## Problem to solve:
Scan the records below for lines with the word "blue", then state how many you find and nothing else.

Text-to-region grounding data:
.....

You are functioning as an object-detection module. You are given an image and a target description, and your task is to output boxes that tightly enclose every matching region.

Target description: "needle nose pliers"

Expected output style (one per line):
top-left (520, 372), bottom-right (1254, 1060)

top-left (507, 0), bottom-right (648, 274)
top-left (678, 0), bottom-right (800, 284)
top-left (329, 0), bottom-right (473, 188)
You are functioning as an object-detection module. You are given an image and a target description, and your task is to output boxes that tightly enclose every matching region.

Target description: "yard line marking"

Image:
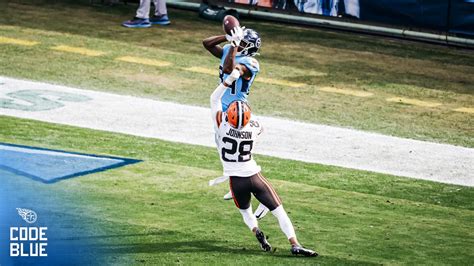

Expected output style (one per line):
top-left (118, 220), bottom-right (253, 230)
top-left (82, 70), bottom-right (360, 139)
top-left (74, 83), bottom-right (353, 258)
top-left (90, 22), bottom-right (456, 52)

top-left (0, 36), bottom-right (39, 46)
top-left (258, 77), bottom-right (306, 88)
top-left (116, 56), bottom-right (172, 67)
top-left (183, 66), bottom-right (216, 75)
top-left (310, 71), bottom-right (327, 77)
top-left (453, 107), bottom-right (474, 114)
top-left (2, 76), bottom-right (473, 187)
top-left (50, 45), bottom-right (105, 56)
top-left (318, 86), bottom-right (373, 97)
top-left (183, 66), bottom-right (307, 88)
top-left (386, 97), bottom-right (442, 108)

.....

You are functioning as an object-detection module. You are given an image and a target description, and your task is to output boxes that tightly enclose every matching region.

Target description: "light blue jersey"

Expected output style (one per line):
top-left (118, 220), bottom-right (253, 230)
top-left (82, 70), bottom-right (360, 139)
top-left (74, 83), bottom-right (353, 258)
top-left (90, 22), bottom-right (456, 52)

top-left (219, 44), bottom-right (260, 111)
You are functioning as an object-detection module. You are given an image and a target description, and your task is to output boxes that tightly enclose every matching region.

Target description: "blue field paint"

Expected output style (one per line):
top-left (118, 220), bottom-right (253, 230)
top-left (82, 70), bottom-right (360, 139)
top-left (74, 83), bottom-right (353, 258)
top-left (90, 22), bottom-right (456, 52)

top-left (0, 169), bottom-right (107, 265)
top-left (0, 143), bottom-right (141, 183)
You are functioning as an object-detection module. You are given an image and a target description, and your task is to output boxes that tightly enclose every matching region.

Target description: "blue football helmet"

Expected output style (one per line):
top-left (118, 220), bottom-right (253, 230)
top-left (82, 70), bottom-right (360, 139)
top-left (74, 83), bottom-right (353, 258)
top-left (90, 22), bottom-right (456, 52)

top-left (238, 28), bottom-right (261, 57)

.....

## Solution to the problem:
3